- **Objective**: Reproduce the records below, starting with the line that contains "Locate the white painted" and continuing through the end of the records, including every request, and omit the pictures. Multiply each pixel coordinate in the answers by 1.3 and round to the nearest whole number, rounding halves up.

- **Supplied entries**:
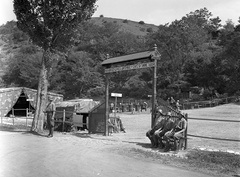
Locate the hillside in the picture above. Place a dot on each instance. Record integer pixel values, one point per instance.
(137, 28)
(11, 38)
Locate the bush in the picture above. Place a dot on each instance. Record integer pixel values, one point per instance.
(150, 30)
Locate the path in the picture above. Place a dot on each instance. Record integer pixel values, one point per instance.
(23, 154)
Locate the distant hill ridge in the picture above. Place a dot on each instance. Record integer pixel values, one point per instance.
(138, 28)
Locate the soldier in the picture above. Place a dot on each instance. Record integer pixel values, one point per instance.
(177, 132)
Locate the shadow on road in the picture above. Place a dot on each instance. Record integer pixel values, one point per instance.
(35, 133)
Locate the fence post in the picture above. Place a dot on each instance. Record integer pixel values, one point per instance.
(186, 116)
(64, 114)
(13, 115)
(26, 116)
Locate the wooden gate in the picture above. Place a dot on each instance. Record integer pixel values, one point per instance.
(146, 59)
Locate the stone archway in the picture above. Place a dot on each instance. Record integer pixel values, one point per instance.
(146, 59)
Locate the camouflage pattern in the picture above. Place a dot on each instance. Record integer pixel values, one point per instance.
(9, 96)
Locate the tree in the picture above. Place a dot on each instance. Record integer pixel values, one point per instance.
(51, 25)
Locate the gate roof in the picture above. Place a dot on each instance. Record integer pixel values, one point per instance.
(131, 57)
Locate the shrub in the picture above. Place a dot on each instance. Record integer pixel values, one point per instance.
(125, 21)
(150, 30)
(142, 29)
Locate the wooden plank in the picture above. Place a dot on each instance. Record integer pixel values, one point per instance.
(130, 67)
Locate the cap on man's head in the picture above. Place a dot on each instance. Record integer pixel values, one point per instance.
(50, 98)
(169, 113)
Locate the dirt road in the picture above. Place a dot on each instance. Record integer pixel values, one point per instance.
(23, 154)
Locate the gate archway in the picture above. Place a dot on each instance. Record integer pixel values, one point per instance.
(146, 59)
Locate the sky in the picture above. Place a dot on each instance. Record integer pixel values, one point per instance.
(150, 11)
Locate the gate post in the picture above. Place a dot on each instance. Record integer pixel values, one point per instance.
(106, 102)
(154, 94)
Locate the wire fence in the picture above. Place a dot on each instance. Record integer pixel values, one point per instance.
(214, 138)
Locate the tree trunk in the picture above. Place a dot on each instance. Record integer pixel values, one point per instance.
(39, 117)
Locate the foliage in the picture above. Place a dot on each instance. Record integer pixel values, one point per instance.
(195, 52)
(22, 70)
(76, 75)
(49, 23)
(125, 21)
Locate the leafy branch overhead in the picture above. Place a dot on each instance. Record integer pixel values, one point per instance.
(49, 23)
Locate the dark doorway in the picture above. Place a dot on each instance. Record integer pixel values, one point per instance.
(19, 109)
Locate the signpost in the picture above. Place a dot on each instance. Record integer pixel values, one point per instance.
(115, 95)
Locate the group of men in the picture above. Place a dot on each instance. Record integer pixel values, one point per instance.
(166, 128)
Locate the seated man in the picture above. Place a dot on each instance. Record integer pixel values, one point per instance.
(177, 132)
(158, 124)
(167, 126)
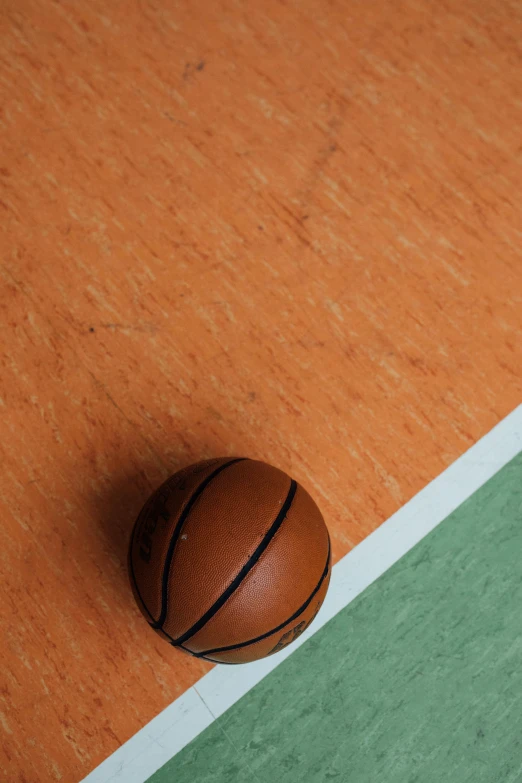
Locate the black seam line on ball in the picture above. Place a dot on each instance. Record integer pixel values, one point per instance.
(244, 571)
(133, 576)
(282, 625)
(173, 541)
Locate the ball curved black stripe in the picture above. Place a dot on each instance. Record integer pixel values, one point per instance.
(233, 586)
(131, 563)
(280, 627)
(174, 539)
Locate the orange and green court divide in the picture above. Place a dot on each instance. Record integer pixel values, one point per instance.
(416, 671)
(289, 231)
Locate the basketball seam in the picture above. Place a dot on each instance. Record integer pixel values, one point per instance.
(225, 595)
(174, 539)
(279, 627)
(133, 575)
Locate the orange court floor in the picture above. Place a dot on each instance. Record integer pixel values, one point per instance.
(288, 230)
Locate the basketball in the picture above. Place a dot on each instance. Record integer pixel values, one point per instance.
(230, 560)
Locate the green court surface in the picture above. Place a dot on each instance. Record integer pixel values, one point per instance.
(418, 680)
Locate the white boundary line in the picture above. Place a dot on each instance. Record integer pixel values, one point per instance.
(178, 724)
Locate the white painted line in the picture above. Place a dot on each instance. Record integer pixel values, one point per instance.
(188, 716)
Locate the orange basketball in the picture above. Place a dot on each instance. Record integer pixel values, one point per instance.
(230, 560)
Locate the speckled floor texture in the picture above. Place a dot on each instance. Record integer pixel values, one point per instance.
(288, 230)
(419, 679)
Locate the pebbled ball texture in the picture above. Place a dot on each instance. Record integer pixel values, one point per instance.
(230, 560)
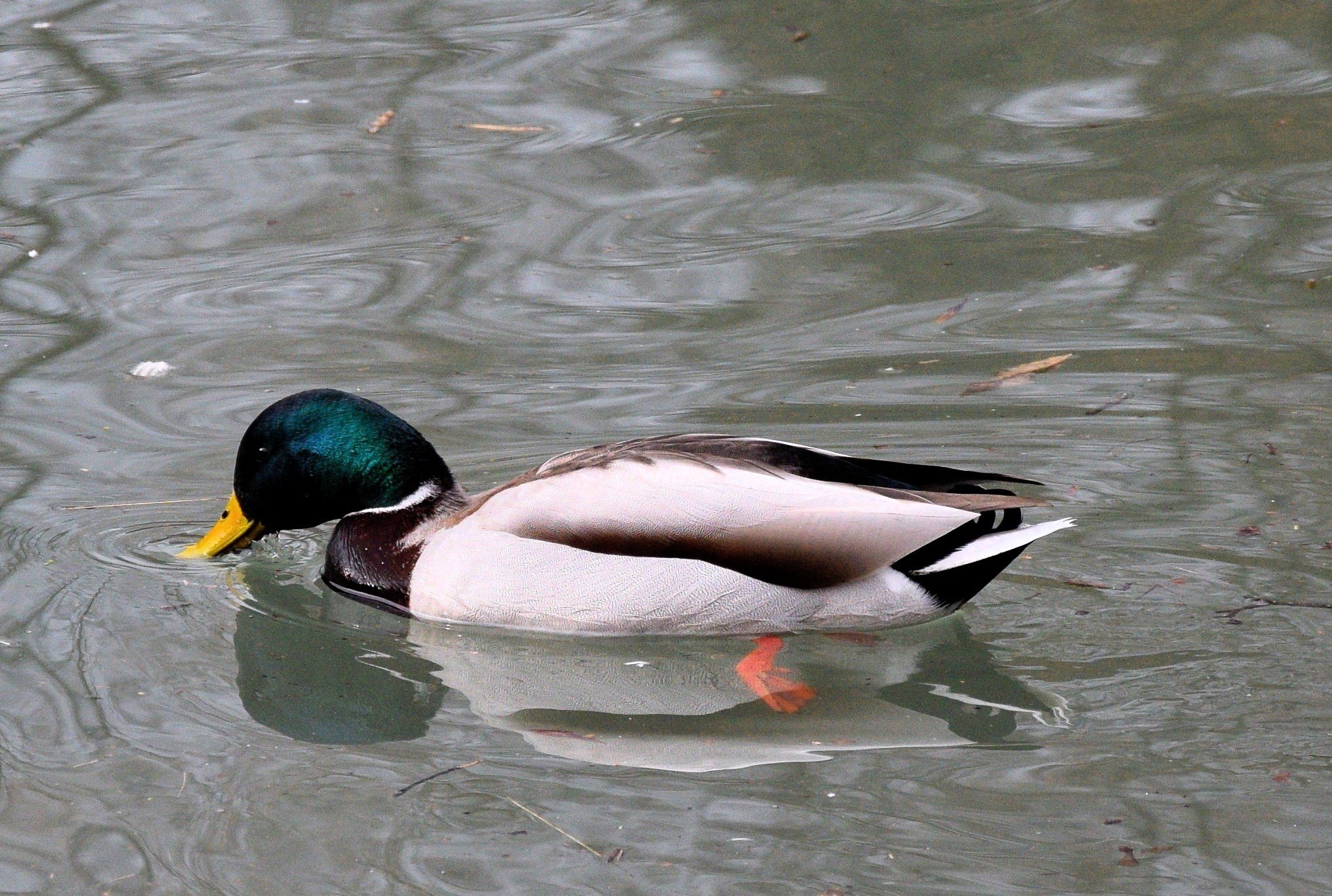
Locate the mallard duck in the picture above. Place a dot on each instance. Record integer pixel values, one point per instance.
(676, 534)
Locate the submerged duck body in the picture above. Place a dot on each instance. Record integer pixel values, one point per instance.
(681, 534)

- **Exercise result**:
Locate the white painted line in the picture above. Place a dot on each instance. Record integer pixel values, one point per instance.
(244, 931)
Locate the orange basketball in the picture above. Place a dot on each instance. Record integer pixel values, one point per instance.
(299, 728)
Locate the speckled floor texture in the picture above. Place a dot on each instance. Record integer pixel values, one point per instance.
(374, 299)
(545, 883)
Locate the pebbled ball texture in the picture above. Place a dot on each instance. Record integer pixel values, one point per instance.
(299, 728)
Locate the mallard duck in the picture above. Place a dot on each instance. Record integer pixel values, one point per instance.
(879, 694)
Locate the submerged duck body in the picture above. Place a dot on each instance. Record integer pixel values, one point per instance.
(885, 694)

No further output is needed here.